■ REQUEST A
How many lines in the records below contain the word "knife"? Give only the number.

■ PASSAGE
* START *

Package 'PoSIAdjRSquared'

Title: Post-Selection Inference for Adjusted R Squared
Description: Conduct post-selection inference for regression coefficients in linear models after they have been selected by adjusted R squared. The p-values and confidence intervals are valid after model selection with the same data. This allows the user to use all data for both model selection and inference without losing control over the type I error rate. The provided tests are more powerful than data splitting, which bases inference on less data since it discards all information used for selection.
Authors: Sarah Pirenne [aut, cre] , Gerda Claeskens [aut]
Maintainer: Sarah Pirenne <[email protected]>
License: MIT + file LICENSE
Version: 0.0.0.1
Built: 2024-12-25 06:29:08 UTC
Source: CRAN

Help Index


Compute post-selection confidence interval with specified interval

Description

This function inverts a post-selection p-value to a confidence interval.

Usage

compute_ci_with_specified_interval(z_interval,etaj,etajTy,Sigma,tn_mu,alpha)

Arguments

z_interval

The intervals of type "list" where the OLS estimator gets selected: can be obtained from function "solve_selection_event"

etaj

Vector of type "matrix" and dimension nx1: useful in orthogonal decomposition of y (see Lemma 1 for details)

* END *

■ REQUEST B
Copy the package documentation above word for word from "The intervals of" to "1 for details)".

■ STORED DATA
* START *

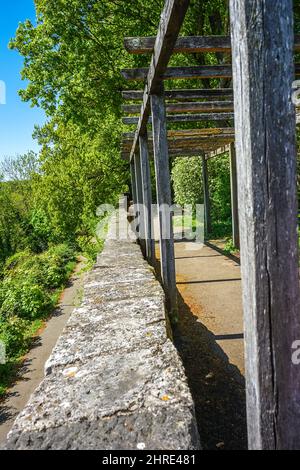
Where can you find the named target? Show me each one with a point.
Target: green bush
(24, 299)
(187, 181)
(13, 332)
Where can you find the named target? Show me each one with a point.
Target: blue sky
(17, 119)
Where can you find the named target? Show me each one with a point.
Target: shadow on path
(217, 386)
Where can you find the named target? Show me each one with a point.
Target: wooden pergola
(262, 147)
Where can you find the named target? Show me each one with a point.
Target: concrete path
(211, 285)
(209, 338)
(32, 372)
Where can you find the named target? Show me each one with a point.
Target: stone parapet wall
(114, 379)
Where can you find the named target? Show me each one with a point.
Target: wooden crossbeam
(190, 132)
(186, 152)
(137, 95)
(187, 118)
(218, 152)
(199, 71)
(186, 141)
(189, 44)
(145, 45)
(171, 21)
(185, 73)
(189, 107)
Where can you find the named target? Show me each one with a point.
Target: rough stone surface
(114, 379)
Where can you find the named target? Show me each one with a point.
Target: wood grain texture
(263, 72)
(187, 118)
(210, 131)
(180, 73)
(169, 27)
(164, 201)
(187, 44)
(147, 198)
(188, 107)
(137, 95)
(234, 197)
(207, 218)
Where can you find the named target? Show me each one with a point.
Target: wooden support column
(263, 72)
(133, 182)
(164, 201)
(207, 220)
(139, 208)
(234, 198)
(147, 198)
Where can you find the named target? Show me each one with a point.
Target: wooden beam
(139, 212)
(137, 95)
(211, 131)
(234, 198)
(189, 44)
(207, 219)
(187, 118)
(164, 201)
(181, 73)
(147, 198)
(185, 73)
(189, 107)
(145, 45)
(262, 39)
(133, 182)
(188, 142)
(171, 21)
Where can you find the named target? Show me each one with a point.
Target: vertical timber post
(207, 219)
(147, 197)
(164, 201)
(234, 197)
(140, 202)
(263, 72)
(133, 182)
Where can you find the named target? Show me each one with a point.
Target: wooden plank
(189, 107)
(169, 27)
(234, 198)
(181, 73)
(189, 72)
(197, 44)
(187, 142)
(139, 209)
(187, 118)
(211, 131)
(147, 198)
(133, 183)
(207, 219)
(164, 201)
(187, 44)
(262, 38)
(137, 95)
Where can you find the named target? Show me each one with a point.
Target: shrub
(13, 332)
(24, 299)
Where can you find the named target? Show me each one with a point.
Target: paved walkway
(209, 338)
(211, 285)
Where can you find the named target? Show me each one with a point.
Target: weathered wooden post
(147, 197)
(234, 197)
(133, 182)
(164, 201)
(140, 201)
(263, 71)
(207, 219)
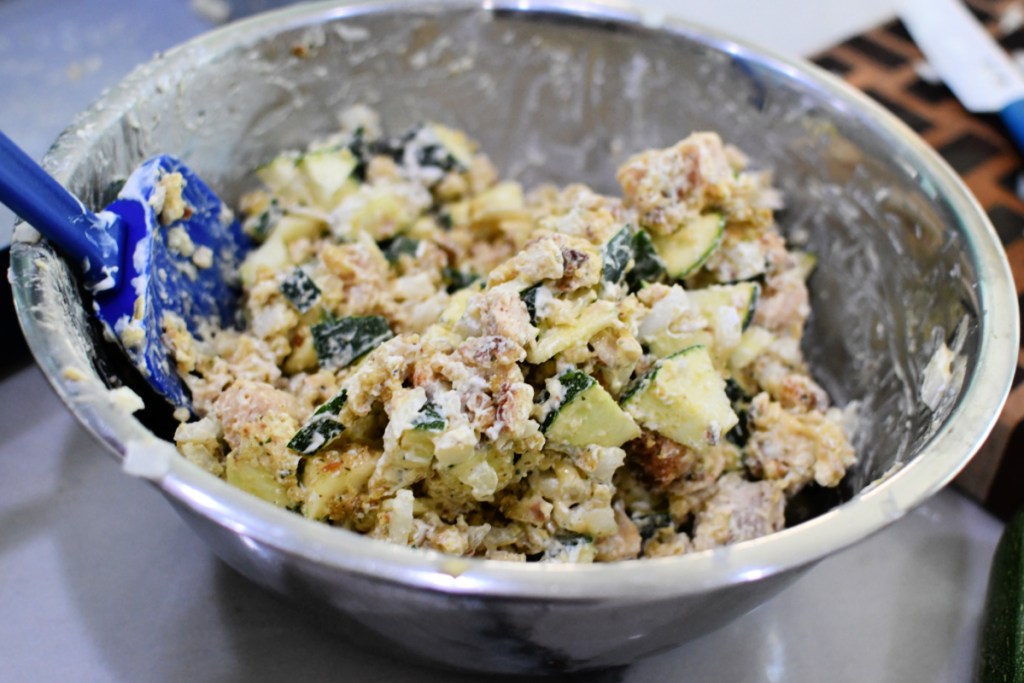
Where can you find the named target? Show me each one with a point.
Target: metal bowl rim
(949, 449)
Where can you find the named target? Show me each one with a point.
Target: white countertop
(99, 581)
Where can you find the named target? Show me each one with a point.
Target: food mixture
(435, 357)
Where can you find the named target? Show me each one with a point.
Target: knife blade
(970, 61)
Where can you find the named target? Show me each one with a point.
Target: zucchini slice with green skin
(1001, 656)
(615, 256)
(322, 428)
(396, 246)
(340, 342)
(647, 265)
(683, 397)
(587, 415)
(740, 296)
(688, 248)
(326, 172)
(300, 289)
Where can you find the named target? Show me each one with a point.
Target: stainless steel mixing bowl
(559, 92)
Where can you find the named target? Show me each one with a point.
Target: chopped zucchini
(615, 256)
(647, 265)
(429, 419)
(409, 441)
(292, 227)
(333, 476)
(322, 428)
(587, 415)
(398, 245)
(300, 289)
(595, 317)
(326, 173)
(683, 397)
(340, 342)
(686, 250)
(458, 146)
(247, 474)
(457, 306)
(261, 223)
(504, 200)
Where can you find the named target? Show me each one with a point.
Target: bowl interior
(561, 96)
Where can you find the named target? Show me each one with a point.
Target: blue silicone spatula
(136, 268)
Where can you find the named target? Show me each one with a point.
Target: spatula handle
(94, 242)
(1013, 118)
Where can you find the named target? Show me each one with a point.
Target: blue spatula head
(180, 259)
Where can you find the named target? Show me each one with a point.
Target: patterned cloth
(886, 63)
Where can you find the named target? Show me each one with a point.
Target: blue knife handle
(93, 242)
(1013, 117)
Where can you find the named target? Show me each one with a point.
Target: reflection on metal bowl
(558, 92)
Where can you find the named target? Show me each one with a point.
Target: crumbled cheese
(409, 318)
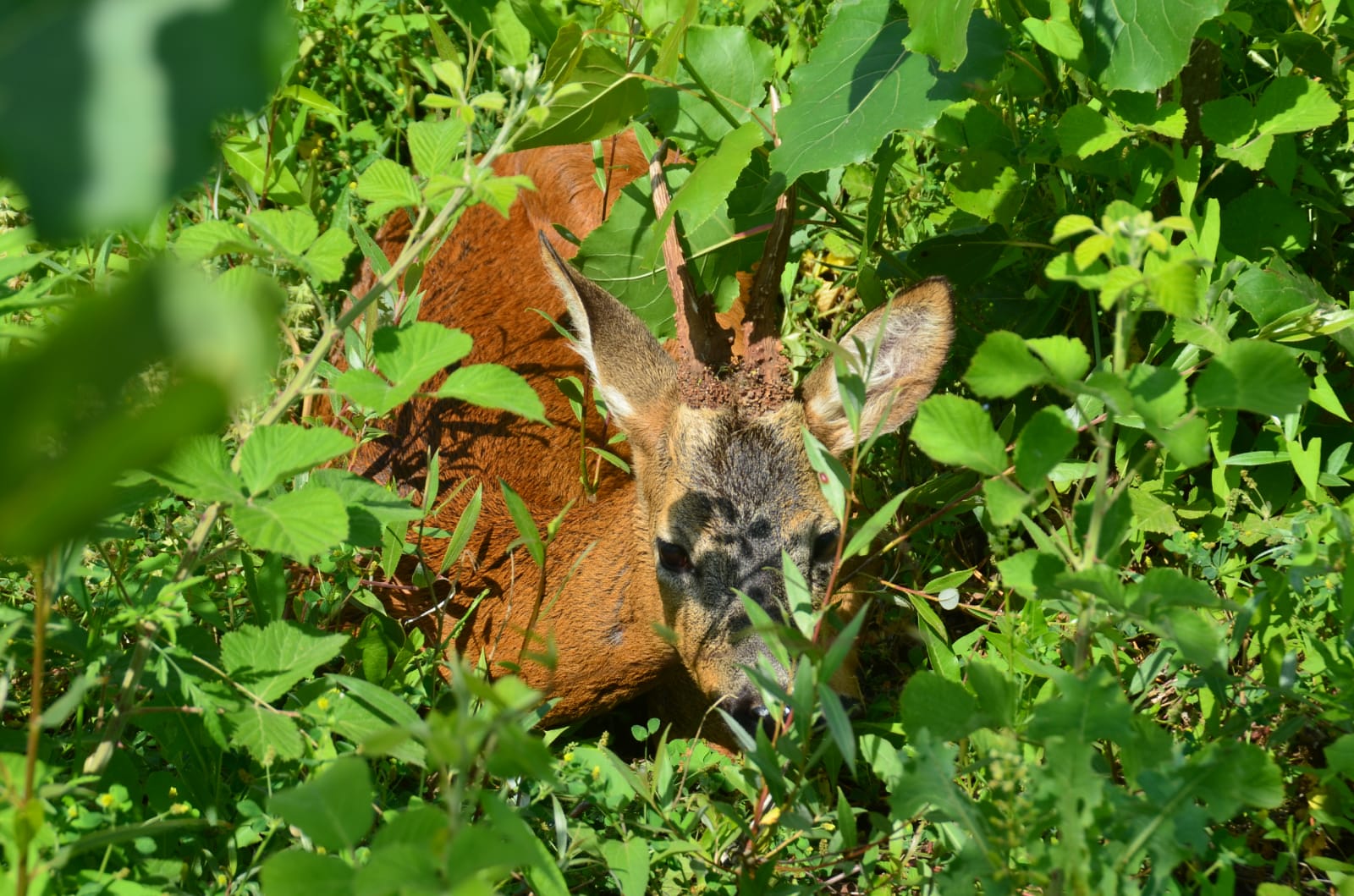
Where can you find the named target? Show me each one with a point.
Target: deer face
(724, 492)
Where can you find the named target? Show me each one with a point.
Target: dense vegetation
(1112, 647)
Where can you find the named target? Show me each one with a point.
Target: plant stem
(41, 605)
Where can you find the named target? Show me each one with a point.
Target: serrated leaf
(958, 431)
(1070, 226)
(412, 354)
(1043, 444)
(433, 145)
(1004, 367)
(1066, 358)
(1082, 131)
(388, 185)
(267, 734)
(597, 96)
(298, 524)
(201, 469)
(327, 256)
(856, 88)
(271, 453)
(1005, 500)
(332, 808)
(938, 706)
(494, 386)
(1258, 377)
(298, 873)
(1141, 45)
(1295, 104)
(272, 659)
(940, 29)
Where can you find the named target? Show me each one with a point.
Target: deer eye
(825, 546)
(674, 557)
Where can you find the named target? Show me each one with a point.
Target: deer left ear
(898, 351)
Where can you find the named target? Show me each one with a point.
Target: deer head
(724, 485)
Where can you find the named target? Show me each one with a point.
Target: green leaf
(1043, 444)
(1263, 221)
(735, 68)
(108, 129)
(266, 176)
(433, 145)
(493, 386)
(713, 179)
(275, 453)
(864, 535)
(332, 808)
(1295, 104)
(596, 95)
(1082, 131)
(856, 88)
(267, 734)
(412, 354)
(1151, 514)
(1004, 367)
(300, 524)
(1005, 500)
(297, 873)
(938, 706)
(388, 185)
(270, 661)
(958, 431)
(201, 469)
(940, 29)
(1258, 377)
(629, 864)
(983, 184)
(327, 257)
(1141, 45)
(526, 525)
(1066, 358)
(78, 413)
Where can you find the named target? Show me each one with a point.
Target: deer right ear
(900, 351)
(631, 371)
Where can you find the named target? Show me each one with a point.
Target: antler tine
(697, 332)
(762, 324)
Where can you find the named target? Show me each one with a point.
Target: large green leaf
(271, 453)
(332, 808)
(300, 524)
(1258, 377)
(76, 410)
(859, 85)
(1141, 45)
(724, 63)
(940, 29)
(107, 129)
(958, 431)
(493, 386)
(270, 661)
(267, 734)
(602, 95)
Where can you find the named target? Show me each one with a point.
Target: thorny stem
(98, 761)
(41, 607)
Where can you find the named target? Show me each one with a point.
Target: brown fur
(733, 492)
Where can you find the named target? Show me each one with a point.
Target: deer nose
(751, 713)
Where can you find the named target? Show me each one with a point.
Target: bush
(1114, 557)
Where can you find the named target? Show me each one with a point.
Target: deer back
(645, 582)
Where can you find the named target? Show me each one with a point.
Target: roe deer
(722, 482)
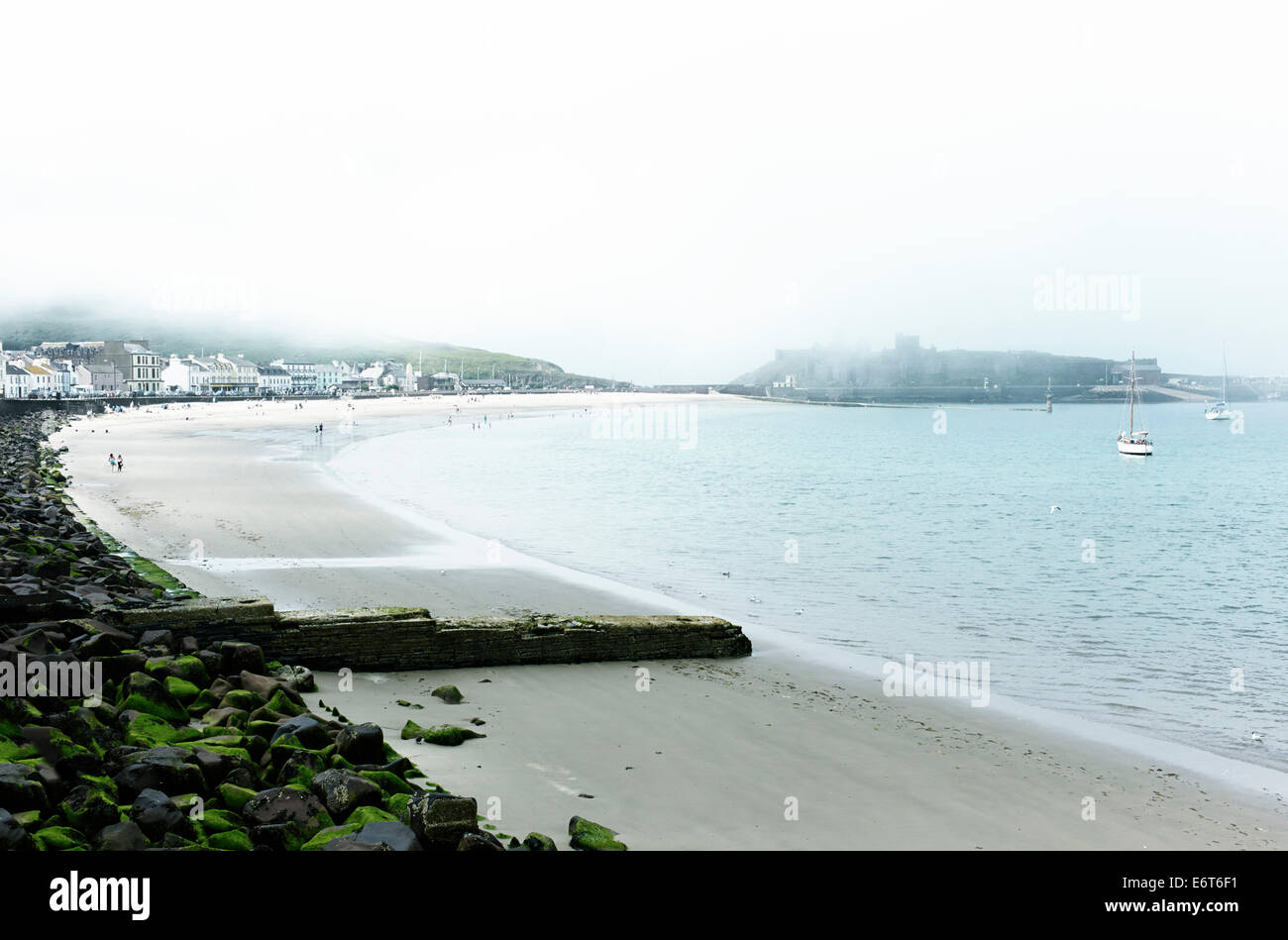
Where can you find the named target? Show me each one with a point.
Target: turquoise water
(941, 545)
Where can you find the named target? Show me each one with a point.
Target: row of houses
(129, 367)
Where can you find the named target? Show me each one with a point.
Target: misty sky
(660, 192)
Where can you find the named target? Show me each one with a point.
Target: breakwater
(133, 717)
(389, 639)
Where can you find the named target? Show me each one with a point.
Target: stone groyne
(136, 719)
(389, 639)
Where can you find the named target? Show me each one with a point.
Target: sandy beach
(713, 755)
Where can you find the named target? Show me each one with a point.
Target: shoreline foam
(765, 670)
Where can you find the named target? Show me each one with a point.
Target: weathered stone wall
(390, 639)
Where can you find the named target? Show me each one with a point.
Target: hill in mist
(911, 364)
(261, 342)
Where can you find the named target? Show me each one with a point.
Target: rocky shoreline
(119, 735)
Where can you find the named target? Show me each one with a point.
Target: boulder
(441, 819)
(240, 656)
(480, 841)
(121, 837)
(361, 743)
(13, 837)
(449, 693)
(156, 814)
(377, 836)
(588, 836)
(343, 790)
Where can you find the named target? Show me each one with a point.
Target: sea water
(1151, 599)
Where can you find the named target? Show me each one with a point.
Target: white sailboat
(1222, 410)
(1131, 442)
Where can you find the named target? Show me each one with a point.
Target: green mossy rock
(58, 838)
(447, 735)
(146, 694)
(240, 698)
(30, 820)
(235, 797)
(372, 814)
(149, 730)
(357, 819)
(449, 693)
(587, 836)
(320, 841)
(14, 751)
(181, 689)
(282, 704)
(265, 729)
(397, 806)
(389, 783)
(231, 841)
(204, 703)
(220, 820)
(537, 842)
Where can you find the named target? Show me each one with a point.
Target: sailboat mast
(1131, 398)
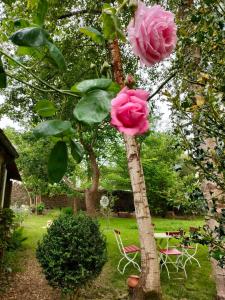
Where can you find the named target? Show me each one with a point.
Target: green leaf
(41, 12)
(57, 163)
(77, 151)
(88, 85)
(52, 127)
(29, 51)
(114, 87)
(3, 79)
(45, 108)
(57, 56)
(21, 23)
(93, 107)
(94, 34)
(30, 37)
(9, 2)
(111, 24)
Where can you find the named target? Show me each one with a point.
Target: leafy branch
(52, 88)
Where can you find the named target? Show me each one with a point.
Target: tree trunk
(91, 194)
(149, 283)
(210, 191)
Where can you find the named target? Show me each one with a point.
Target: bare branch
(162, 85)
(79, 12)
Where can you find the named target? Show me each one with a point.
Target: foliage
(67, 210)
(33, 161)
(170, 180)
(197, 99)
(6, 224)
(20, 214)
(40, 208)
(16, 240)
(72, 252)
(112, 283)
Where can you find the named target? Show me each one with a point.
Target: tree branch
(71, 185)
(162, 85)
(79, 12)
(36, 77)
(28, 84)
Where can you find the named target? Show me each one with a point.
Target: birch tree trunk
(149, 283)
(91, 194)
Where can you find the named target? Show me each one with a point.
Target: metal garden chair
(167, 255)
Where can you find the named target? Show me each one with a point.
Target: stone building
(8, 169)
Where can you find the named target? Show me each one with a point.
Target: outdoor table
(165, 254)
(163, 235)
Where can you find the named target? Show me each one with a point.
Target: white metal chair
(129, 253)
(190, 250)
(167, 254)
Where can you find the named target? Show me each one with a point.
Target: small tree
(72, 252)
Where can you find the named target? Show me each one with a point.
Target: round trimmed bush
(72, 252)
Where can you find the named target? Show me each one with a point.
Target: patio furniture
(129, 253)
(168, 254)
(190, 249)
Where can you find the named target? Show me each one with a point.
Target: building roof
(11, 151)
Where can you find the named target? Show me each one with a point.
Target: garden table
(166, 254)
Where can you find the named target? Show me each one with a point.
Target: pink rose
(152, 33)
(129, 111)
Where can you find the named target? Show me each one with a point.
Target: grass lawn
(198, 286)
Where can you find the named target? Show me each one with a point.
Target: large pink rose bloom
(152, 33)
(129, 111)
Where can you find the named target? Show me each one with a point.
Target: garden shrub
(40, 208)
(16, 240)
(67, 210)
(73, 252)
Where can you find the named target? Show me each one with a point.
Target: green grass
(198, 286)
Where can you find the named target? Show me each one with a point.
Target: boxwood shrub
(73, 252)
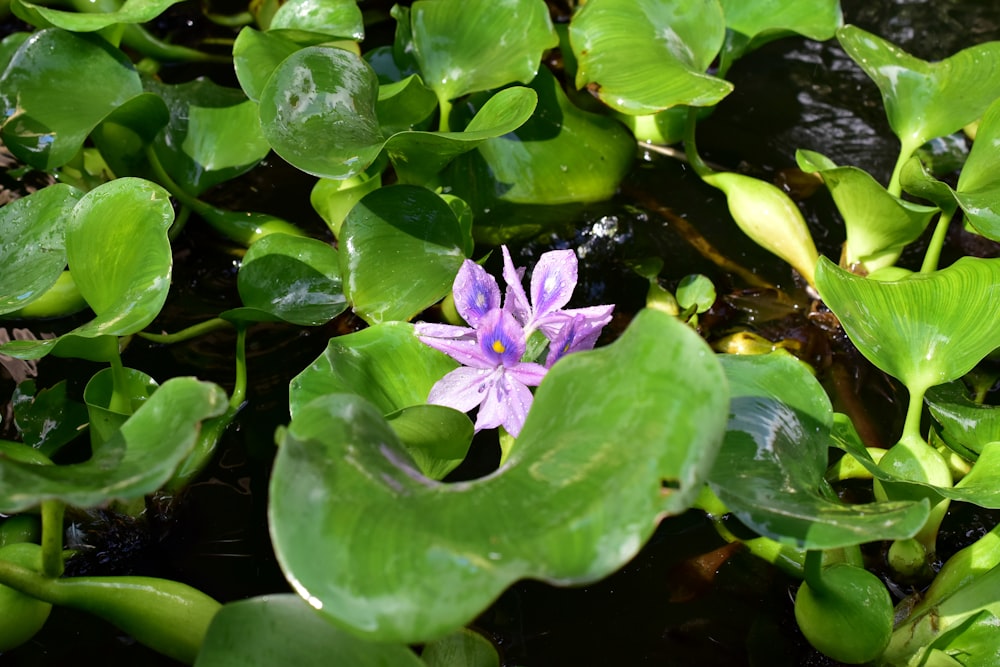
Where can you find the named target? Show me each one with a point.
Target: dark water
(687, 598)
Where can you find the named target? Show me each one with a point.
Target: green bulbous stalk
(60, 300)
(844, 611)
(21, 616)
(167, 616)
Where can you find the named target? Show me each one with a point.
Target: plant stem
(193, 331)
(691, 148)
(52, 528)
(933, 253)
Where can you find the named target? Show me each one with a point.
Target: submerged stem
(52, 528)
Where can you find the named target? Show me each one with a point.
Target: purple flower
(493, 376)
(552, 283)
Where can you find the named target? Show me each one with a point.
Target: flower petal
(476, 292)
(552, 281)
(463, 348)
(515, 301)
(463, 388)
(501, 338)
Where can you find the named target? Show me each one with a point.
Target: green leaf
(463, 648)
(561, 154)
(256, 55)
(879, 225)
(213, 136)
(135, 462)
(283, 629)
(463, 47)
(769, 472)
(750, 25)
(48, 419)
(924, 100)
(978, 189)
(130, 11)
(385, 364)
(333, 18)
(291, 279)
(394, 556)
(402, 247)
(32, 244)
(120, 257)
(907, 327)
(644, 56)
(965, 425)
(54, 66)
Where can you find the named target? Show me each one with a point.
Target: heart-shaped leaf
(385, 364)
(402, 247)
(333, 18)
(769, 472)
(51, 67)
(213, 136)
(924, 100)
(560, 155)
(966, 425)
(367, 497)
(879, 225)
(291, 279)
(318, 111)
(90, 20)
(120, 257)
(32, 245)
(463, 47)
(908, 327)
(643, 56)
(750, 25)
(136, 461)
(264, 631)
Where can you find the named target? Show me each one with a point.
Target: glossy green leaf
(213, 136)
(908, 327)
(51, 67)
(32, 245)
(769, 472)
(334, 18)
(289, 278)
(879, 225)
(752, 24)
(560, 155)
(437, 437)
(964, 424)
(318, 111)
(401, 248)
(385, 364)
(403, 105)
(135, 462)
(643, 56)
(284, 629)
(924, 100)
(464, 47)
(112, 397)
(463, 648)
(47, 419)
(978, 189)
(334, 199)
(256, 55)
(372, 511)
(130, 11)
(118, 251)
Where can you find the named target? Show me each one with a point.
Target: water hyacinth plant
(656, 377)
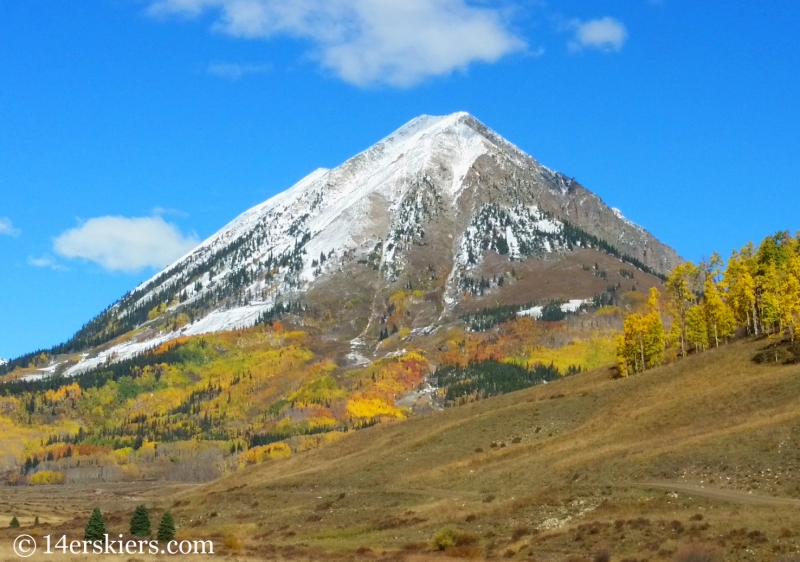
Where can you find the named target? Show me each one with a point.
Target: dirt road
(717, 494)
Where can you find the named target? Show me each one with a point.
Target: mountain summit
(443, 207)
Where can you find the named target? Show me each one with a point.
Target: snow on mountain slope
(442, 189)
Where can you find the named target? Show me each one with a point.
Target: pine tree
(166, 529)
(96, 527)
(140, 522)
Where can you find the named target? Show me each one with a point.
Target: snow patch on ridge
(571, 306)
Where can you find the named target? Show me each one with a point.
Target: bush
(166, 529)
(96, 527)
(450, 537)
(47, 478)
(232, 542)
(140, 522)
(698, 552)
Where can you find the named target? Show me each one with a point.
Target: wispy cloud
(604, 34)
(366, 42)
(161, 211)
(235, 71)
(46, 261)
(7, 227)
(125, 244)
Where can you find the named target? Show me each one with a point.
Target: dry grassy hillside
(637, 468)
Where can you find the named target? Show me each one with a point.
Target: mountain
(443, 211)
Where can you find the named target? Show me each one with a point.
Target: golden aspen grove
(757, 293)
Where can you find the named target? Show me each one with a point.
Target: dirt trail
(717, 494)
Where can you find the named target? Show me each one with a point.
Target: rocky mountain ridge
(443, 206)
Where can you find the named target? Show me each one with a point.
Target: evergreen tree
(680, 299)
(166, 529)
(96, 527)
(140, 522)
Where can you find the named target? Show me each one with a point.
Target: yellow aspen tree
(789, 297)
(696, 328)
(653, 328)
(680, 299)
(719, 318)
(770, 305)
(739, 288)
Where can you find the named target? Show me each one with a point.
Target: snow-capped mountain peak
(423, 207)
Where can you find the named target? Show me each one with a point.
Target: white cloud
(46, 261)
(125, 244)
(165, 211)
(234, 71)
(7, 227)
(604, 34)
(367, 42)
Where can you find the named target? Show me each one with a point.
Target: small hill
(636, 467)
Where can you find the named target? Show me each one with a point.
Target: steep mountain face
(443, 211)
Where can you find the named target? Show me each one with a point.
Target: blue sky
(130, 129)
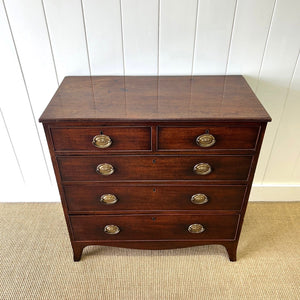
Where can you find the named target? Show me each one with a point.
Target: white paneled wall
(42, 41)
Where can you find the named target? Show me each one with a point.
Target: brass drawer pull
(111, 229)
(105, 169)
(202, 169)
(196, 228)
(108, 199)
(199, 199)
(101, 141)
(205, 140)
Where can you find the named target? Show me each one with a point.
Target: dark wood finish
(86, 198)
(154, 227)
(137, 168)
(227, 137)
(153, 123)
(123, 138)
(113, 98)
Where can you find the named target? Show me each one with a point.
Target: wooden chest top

* END *

■ PROBLEM SOLUTION A
2

■ PROBLEM SOLUTION B
The intervals of type "list" where the OLS estimator gets selected: can be obtained from function "solve_selection_event"

etaj

Vector of type "matrix" and dimension nx1: useful in orthogonal decomposition of y (see Lemma 1 for details)